▶ [Information]
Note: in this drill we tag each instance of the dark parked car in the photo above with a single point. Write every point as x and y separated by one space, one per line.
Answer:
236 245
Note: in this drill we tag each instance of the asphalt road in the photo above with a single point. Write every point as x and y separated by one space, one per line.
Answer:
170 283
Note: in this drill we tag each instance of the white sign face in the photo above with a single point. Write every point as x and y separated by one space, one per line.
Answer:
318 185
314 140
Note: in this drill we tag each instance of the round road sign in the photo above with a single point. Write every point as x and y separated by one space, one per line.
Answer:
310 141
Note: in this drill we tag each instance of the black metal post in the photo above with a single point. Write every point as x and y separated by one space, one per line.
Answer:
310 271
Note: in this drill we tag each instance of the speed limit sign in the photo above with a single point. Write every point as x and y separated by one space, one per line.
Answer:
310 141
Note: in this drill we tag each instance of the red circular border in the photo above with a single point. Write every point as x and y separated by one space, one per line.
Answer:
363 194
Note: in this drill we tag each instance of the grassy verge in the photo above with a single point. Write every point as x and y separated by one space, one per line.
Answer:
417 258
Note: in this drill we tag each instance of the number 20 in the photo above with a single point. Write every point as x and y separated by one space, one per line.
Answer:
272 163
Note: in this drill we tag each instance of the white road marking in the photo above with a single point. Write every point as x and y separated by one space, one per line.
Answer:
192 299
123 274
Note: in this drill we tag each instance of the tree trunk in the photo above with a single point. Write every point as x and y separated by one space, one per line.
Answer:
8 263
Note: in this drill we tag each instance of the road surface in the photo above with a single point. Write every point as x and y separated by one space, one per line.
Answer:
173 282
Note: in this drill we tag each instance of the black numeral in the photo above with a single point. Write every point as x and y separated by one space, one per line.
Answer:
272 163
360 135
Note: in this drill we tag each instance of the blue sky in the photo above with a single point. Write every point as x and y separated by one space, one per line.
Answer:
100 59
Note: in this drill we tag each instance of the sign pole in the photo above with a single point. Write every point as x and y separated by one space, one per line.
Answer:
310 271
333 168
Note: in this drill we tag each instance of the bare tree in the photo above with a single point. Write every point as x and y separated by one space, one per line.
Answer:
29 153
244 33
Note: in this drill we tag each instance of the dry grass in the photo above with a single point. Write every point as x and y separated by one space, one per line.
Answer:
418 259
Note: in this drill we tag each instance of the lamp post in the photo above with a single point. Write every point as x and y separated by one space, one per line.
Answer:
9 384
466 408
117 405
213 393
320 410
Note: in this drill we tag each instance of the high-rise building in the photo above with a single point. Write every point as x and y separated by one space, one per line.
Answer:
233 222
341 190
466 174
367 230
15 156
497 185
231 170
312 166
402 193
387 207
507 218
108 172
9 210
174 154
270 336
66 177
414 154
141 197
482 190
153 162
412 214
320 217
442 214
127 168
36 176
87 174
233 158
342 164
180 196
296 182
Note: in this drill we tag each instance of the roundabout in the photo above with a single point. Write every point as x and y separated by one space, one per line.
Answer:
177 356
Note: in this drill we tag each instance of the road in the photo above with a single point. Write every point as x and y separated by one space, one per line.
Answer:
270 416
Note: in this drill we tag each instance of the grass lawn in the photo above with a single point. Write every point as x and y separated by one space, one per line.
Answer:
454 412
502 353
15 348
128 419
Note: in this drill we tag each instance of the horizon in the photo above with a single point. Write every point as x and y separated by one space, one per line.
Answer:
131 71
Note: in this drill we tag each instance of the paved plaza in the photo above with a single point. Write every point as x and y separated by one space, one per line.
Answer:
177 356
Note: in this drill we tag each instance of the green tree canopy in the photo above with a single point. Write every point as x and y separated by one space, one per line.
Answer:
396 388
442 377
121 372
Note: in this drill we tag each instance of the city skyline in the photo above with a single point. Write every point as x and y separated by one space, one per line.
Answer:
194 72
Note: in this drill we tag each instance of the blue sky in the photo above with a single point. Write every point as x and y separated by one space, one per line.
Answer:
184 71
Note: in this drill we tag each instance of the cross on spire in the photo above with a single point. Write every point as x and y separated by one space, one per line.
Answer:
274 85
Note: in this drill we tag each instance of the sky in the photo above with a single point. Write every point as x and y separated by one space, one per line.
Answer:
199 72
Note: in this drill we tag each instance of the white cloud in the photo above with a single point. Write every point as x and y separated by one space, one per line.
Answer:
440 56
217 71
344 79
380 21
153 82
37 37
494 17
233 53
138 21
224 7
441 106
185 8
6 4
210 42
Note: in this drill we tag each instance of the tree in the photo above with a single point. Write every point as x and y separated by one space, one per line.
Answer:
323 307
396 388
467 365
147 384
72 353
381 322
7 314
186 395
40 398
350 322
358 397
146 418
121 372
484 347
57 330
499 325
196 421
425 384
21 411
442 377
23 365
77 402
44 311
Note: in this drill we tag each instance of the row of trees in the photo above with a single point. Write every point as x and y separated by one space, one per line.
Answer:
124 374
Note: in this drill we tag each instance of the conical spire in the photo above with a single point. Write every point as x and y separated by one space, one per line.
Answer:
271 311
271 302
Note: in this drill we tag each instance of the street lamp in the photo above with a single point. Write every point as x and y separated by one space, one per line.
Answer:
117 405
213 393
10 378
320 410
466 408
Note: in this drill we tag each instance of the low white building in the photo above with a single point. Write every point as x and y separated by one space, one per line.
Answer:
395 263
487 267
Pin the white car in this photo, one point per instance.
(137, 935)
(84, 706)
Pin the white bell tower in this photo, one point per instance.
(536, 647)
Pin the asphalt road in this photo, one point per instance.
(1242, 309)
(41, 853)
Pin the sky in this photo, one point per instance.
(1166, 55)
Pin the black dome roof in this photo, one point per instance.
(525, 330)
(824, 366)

▶ [About this task] Reproduce every line above containing "lamp".

▶ [Result]
Note: in this drill we tag each instance of the lamp post in the photo above with a single point. Write every point as x and y separated by one space, one per line.
Note: in this drill we tag each instance of the street lamp in the photo above with a single point. Write every point as x and y separated by one space, one per line.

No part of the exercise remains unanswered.